# [Aim of the task]
Starting at the line containing "where: soil" and ending at the line containing "[7,81,91,107]", both included, recast those lines of the listing as a Markdown table with the columns Row and Entry. Number each line in Row, put the line itself in Entry, and omit blank lines.
========
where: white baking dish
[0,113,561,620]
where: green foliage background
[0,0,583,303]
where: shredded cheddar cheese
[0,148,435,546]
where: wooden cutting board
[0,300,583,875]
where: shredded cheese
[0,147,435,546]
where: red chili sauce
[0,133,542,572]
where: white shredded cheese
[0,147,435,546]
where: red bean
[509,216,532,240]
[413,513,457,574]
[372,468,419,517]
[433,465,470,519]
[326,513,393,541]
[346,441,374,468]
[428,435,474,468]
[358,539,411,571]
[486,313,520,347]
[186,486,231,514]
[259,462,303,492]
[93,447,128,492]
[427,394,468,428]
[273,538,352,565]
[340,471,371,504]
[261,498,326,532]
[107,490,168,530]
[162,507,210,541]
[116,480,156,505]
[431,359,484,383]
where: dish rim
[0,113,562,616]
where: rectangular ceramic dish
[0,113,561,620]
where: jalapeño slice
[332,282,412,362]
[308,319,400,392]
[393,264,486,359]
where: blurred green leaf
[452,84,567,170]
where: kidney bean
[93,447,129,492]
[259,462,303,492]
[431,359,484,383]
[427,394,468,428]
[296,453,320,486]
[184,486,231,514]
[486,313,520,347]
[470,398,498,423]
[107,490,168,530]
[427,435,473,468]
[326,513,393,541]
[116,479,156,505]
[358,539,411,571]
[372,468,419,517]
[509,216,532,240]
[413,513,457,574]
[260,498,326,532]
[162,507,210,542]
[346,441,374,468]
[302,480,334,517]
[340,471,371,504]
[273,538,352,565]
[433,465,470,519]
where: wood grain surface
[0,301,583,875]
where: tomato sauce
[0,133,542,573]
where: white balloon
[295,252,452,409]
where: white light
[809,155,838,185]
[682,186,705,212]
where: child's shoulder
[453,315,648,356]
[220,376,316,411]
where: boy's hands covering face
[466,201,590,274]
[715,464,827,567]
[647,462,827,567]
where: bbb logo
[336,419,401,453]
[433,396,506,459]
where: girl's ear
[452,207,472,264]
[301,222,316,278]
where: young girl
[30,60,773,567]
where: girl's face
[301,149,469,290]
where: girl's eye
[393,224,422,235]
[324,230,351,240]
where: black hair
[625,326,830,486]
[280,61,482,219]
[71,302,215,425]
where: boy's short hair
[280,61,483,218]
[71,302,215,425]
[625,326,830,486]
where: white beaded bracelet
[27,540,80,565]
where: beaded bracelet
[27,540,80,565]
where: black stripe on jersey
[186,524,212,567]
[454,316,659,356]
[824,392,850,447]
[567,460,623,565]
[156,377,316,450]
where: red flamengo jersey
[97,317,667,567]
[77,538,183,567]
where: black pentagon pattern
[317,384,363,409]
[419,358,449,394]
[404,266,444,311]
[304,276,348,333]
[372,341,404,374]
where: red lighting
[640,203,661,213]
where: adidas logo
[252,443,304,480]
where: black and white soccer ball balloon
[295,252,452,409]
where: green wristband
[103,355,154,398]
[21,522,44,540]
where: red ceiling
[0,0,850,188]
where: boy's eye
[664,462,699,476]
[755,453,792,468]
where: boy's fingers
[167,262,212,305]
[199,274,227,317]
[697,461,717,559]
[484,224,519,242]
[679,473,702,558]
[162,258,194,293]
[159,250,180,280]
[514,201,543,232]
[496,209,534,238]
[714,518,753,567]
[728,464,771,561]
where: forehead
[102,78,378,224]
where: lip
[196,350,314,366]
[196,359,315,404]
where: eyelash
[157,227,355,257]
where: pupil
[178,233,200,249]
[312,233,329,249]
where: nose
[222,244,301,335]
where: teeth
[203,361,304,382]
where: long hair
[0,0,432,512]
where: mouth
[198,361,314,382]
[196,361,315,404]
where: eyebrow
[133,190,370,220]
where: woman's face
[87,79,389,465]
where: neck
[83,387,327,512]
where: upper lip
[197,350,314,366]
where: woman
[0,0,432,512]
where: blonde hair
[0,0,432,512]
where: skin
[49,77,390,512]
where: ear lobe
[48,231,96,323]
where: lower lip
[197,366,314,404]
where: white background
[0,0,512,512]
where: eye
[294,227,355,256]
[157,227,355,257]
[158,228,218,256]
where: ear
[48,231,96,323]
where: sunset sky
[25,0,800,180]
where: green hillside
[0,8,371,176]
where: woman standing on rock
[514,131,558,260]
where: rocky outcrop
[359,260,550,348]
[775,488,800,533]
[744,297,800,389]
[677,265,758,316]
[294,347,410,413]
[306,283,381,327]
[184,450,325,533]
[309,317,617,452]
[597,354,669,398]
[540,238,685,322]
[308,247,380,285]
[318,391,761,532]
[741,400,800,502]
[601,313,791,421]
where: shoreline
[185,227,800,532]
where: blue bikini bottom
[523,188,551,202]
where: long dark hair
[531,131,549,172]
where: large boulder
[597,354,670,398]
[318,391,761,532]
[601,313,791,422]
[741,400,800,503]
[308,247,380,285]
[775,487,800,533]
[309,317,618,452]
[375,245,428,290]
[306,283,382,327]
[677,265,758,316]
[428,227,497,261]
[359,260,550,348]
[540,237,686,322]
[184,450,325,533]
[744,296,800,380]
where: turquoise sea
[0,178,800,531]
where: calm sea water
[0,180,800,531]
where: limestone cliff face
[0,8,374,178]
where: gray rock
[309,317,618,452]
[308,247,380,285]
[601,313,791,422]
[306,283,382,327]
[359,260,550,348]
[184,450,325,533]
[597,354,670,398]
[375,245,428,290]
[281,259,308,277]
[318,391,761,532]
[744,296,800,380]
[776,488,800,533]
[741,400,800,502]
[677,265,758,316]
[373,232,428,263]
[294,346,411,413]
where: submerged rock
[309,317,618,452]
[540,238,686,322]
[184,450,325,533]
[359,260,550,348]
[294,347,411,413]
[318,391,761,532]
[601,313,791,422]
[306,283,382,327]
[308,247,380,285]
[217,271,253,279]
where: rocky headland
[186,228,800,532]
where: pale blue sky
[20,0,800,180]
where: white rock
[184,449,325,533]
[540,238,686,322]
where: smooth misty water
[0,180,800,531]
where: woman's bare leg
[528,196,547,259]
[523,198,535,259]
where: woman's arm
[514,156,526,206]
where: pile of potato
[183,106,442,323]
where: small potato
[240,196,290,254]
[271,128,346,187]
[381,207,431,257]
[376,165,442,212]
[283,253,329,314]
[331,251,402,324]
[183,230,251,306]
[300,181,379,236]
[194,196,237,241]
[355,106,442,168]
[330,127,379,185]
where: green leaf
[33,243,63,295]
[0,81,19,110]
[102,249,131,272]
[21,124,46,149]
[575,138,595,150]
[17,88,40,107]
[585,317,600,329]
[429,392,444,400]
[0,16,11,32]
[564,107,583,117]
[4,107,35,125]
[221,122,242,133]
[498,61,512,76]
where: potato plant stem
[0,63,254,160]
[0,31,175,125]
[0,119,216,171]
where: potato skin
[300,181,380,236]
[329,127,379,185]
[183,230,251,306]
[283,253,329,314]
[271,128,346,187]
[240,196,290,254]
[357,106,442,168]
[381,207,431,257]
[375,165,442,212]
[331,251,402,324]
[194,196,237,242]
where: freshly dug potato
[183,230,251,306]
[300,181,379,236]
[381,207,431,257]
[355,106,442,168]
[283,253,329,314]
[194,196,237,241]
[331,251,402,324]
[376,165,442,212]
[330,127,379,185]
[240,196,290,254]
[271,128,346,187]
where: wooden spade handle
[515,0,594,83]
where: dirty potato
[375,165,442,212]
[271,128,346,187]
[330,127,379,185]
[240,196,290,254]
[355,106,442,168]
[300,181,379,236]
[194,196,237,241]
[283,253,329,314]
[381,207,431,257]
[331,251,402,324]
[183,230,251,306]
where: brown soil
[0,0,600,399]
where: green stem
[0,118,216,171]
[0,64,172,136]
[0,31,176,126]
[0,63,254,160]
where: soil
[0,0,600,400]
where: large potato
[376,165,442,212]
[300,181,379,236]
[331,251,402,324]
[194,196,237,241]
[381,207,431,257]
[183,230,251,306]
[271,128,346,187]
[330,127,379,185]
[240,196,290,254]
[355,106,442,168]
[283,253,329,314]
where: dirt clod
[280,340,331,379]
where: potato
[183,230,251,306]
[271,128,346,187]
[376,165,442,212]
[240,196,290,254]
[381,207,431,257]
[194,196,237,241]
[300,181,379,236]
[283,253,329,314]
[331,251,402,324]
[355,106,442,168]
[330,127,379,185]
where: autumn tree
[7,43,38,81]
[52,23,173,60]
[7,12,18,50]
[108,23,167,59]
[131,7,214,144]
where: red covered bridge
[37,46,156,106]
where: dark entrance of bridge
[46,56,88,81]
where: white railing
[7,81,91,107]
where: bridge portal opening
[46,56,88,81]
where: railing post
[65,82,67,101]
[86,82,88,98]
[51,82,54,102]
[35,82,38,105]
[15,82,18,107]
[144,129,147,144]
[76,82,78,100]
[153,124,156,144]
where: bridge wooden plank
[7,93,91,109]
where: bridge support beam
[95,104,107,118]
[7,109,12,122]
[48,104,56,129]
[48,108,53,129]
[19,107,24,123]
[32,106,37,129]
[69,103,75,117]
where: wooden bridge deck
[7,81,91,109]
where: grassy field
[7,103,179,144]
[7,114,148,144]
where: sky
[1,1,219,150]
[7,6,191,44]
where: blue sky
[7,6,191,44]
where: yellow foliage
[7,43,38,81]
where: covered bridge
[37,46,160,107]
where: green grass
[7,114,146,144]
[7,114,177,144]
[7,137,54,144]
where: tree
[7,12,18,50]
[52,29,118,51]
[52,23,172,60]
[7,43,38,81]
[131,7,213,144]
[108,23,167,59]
========
# [Result of the exercise]
| Row | Entry |
|---|---|
| 1 | where: soil |
| 2 | [0,0,600,400] |
| 3 | where: large potato |
| 4 | [376,165,442,212] |
| 5 | [300,181,379,236] |
| 6 | [331,251,402,324] |
| 7 | [194,196,237,241] |
| 8 | [381,207,431,257] |
| 9 | [183,230,251,306] |
| 10 | [271,128,346,187] |
| 11 | [330,127,379,185] |
| 12 | [240,196,290,254] |
| 13 | [355,106,442,168] |
| 14 | [283,253,329,314] |
| 15 | where: dirt clod |
| 16 | [280,340,331,379] |
| 17 | where: potato |
| 18 | [183,230,251,306] |
| 19 | [271,128,346,187] |
| 20 | [376,165,442,212] |
| 21 | [240,196,290,254] |
| 22 | [381,207,431,257] |
| 23 | [194,196,237,241] |
| 24 | [300,181,379,236] |
| 25 | [283,253,329,314] |
| 26 | [331,251,402,324] |
| 27 | [355,106,442,168] |
| 28 | [330,127,379,185] |
| 29 | where: autumn tree |
| 30 | [7,43,38,81] |
| 31 | [52,23,173,60] |
| 32 | [7,12,18,50] |
| 33 | [108,23,167,59] |
| 34 | [131,7,214,144] |
| 35 | where: red covered bridge |
| 36 | [37,46,156,106] |
| 37 | where: dark entrance of bridge |
| 38 | [46,56,88,81] |
| 39 | where: white railing |
| 40 | [7,81,91,107] |